> **What the task asks**:
Give a verbatim repeat of the lines that run from the line containing "tower and record the coordinates." to the end of the data below.

[Coordinate annotation records]
'''

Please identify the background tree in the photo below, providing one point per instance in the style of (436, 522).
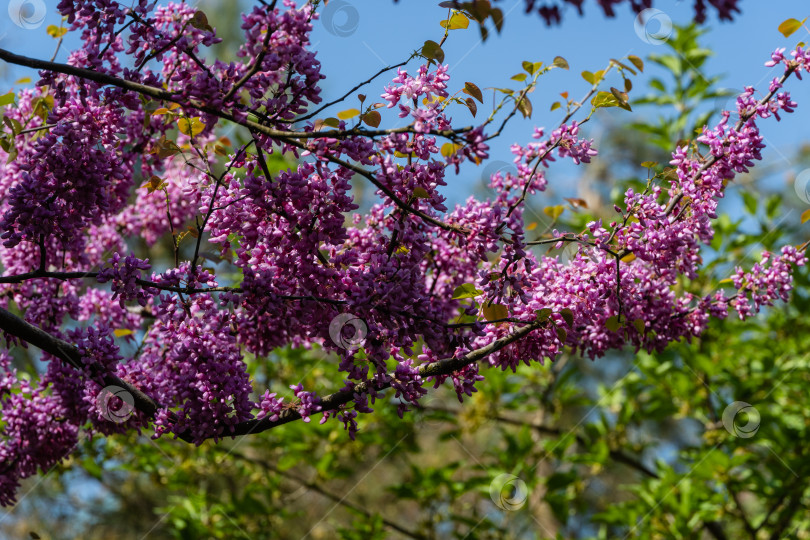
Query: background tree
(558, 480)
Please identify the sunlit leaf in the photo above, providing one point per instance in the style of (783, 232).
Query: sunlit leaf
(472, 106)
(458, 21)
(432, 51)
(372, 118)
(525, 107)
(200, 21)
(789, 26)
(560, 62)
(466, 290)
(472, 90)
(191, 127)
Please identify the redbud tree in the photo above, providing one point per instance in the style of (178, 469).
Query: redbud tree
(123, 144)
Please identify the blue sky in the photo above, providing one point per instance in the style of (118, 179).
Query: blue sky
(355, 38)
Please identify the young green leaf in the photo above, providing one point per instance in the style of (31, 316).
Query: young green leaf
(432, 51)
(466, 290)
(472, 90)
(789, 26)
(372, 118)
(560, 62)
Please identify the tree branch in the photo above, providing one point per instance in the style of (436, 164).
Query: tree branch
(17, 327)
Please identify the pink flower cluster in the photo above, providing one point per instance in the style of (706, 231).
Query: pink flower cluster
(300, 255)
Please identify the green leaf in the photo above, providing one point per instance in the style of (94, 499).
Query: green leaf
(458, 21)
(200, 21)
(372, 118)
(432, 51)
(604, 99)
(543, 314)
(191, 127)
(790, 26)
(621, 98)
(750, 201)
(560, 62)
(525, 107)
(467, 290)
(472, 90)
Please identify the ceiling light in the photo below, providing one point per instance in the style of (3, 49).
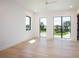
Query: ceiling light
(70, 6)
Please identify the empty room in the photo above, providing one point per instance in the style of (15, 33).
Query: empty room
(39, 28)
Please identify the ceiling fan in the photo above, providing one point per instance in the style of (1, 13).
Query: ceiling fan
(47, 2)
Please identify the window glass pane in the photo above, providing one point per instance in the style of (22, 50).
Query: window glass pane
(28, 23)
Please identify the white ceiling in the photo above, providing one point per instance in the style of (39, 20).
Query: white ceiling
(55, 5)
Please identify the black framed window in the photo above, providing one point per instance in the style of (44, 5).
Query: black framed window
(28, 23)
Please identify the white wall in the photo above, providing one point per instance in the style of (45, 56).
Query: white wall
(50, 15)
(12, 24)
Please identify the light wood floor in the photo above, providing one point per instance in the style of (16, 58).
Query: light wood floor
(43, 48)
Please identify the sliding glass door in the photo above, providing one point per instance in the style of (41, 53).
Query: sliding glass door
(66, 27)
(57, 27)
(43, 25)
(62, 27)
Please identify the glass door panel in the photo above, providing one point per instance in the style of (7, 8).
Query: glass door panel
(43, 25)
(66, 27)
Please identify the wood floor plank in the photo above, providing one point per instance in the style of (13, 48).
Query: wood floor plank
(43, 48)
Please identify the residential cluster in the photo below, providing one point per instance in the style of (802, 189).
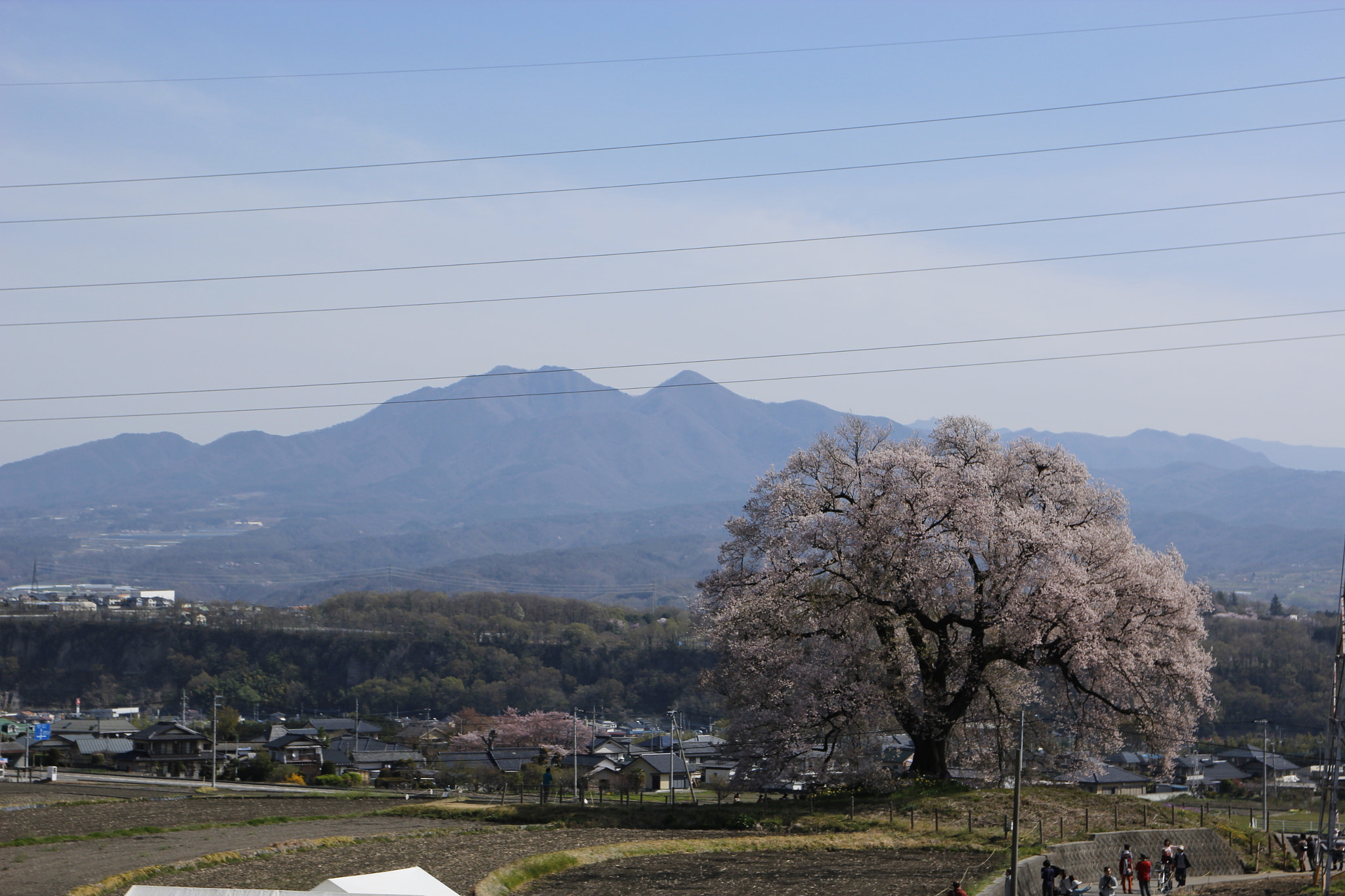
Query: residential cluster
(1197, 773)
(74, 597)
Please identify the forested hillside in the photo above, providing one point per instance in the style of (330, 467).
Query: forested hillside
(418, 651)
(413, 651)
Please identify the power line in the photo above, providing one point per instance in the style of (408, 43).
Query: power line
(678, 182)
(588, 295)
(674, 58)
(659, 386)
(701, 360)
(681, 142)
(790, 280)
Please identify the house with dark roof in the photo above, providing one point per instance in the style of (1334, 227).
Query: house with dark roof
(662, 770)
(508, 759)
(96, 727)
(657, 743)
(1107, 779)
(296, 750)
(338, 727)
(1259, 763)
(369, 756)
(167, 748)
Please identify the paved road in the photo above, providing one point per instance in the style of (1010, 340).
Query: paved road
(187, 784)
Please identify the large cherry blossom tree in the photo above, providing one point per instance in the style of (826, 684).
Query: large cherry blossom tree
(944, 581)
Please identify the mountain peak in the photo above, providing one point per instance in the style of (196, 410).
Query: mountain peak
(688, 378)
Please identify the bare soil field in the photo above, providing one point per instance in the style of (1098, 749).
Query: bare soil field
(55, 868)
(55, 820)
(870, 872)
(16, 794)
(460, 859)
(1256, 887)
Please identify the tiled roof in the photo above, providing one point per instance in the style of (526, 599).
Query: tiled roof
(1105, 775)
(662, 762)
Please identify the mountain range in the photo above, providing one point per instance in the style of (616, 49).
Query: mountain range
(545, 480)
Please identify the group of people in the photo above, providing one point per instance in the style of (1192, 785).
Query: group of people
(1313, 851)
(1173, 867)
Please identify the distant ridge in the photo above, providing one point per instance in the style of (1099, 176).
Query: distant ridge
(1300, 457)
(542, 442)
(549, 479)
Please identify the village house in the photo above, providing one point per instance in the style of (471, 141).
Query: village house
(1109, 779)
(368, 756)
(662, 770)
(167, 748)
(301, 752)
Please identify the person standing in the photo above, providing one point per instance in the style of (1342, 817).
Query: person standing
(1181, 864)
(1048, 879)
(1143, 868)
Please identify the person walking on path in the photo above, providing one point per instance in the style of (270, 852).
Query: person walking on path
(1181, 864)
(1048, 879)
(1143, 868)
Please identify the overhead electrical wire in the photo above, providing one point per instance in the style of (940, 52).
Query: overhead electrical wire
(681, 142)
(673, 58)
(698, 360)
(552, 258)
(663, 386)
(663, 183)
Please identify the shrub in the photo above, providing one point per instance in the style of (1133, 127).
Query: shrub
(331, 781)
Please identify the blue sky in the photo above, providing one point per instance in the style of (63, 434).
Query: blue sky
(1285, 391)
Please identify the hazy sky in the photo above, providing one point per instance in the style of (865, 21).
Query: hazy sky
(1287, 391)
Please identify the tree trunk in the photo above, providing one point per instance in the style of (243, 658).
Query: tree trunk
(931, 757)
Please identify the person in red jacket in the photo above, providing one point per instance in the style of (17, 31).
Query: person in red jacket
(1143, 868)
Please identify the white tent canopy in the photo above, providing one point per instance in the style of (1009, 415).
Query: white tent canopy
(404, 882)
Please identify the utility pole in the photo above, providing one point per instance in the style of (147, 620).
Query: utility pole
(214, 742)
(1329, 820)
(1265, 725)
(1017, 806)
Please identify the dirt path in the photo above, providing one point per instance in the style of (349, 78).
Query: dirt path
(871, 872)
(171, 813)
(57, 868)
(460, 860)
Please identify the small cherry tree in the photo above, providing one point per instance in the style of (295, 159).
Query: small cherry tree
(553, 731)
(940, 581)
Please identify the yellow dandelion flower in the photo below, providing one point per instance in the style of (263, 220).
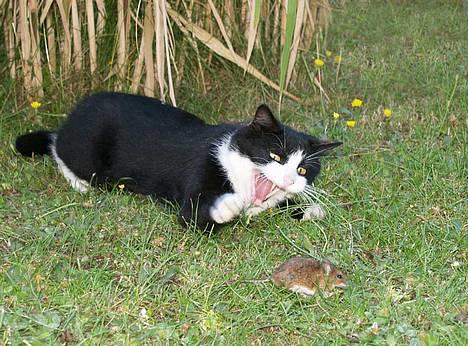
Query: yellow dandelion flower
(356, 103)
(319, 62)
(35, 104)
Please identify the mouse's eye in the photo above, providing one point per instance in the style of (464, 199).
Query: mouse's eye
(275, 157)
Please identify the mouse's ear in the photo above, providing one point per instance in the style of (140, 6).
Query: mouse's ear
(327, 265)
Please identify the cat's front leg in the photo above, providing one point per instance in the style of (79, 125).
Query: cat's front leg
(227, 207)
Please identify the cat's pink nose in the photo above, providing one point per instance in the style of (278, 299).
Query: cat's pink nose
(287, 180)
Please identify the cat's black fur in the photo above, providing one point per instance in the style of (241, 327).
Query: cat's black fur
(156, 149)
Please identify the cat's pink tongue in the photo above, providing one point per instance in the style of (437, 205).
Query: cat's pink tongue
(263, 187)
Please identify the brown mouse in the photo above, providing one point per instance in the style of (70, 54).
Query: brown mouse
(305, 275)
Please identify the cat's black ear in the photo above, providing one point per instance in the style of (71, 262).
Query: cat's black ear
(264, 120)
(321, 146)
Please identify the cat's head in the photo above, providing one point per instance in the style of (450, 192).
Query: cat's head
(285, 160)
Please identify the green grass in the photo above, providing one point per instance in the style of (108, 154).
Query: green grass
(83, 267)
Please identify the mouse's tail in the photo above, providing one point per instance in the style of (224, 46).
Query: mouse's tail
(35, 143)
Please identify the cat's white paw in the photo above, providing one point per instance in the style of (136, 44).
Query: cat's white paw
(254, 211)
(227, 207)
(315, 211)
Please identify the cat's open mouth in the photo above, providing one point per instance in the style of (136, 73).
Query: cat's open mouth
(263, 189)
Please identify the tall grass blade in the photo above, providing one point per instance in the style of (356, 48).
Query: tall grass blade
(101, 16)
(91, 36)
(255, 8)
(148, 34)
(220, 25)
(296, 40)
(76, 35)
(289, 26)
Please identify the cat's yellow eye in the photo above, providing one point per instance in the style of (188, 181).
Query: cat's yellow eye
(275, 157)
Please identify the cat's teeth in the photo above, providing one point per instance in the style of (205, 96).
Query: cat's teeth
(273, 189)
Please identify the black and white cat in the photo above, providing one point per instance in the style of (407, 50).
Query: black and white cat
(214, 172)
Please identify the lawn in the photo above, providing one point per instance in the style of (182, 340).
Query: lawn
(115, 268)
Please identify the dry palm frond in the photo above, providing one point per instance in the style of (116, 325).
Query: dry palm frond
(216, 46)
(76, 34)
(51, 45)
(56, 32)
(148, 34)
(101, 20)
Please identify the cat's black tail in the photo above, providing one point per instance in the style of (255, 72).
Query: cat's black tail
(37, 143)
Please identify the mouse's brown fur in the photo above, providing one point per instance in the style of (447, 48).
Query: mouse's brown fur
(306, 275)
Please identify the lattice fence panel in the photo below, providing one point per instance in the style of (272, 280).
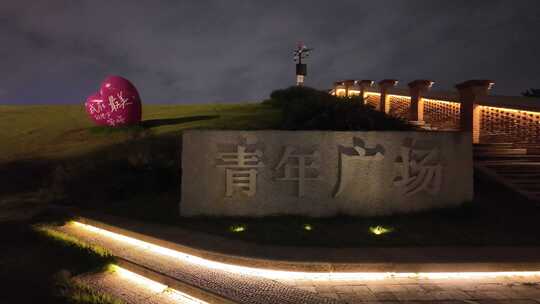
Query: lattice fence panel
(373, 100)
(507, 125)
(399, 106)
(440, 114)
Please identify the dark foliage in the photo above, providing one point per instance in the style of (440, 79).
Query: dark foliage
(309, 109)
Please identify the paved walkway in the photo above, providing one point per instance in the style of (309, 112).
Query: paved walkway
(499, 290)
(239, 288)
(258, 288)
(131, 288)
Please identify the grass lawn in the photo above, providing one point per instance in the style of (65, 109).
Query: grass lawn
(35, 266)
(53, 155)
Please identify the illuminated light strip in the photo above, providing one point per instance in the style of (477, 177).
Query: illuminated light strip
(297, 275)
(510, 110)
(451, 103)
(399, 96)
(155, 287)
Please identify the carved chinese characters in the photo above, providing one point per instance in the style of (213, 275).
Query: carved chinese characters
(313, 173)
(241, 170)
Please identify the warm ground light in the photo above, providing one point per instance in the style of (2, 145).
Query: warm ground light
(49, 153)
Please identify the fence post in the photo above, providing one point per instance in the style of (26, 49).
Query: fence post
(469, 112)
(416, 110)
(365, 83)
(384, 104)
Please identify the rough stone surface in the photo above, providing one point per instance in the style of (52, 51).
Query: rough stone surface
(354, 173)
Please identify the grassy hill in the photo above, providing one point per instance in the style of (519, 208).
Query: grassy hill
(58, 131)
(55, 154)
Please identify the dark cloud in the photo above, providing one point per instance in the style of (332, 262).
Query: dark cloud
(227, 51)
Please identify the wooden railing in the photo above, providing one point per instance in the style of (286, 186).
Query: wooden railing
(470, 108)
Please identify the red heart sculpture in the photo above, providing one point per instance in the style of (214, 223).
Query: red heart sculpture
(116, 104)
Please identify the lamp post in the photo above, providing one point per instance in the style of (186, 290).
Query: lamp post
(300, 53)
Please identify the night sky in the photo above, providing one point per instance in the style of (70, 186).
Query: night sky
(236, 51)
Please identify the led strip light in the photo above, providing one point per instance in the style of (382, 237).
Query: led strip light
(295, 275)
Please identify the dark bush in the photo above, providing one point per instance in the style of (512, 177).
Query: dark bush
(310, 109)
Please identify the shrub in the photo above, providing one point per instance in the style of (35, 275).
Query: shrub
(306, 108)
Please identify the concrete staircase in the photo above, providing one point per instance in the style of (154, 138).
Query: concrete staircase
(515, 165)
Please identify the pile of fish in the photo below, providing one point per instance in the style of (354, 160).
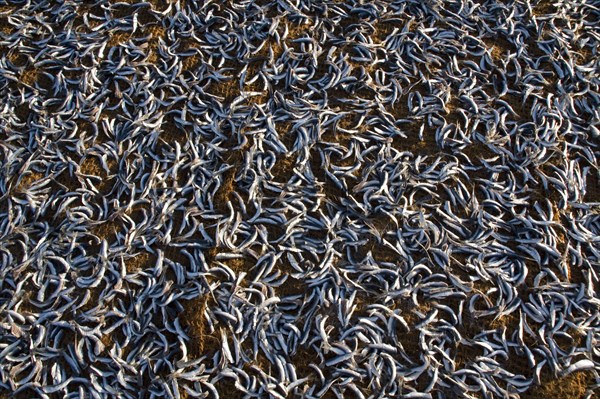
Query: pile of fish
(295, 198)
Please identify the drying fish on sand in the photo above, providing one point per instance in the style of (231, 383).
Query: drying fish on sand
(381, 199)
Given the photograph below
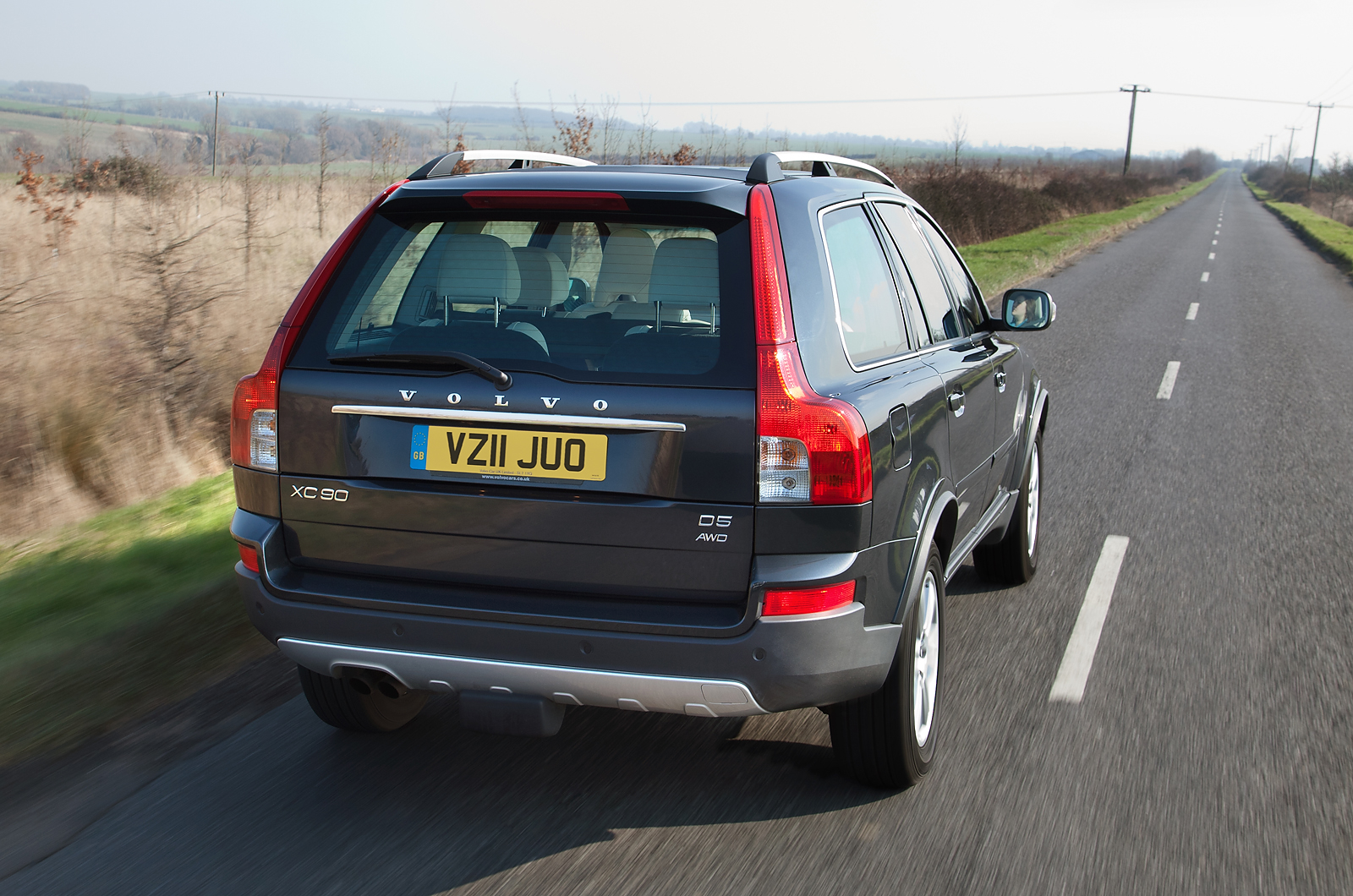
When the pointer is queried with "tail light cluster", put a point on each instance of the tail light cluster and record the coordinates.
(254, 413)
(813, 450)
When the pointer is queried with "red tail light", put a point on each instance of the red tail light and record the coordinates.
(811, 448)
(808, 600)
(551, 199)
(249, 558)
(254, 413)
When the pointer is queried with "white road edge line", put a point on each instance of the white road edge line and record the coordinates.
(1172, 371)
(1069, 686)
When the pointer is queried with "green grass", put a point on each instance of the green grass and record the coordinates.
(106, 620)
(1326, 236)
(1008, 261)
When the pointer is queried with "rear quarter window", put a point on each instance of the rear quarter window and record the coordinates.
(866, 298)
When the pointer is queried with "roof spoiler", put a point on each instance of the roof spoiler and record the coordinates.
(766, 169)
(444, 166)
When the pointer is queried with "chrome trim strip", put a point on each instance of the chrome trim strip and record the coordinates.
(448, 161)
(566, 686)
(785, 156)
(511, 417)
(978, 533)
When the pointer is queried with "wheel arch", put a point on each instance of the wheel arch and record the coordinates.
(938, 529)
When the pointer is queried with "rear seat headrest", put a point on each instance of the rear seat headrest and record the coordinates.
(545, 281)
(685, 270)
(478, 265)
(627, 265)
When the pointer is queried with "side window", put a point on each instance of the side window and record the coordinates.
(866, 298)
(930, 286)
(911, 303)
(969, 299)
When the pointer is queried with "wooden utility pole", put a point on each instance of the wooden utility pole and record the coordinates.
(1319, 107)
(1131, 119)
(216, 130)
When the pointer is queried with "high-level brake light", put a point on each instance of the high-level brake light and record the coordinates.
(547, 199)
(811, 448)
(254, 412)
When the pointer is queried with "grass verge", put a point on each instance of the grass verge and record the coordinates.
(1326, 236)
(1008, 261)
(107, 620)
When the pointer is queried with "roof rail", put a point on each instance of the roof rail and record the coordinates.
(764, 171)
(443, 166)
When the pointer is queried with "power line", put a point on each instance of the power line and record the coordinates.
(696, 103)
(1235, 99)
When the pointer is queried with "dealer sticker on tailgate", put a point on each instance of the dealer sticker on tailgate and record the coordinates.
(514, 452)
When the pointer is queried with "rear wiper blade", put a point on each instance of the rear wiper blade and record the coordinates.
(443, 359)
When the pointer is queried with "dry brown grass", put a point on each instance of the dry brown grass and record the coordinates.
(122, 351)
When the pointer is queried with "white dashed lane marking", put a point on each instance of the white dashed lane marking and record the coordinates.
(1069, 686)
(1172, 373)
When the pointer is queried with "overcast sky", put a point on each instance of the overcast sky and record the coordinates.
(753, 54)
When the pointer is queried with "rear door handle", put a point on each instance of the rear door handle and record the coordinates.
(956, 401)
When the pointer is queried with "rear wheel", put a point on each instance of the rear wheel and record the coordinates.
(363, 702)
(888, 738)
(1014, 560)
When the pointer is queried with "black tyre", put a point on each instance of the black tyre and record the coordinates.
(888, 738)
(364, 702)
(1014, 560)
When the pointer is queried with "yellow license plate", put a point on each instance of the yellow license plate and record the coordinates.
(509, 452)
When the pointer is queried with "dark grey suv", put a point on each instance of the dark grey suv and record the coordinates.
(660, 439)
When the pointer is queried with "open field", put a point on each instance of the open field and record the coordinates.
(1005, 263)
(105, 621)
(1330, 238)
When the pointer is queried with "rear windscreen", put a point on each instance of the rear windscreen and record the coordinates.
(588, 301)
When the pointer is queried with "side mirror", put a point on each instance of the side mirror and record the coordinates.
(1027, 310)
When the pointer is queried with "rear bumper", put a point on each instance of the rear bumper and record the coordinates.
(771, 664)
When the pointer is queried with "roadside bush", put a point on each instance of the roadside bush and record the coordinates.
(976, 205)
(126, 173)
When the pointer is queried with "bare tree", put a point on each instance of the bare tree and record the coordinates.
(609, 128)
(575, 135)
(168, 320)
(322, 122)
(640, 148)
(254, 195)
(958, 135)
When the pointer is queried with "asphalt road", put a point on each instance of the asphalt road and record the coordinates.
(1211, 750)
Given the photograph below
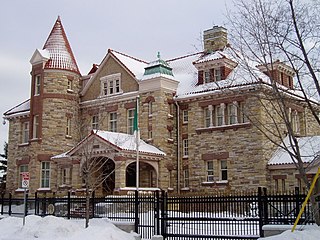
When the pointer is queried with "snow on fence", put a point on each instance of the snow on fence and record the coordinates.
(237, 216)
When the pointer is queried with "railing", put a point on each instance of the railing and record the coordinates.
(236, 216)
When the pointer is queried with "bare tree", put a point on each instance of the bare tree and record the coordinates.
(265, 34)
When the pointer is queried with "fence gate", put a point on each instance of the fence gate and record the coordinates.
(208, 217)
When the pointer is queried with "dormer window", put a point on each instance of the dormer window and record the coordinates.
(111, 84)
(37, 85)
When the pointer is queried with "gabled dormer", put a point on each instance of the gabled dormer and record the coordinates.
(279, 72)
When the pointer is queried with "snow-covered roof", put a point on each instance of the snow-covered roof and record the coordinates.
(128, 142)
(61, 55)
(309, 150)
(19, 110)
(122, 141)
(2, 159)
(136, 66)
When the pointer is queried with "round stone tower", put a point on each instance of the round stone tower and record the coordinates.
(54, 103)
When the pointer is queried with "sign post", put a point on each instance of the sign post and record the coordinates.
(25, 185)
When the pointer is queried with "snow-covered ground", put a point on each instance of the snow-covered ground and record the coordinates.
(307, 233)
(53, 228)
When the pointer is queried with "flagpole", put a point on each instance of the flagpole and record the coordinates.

'''

> **Solution for this exercise**:
When the pointer is queried with "round stone tower", put a point on each instance of the round stone tower and record the coordinates.
(54, 103)
When the pointer is queried with "sign post", put a point on each instance of the sign post and record the coordinates.
(25, 185)
When the pointer is queried with "snow-covered ground", put a point on each instance of the snow-covered ground and record the coordinates.
(307, 233)
(53, 228)
When the pointer is queried with "flagpole", put a point on each instance of the flagpole and record the coordinates.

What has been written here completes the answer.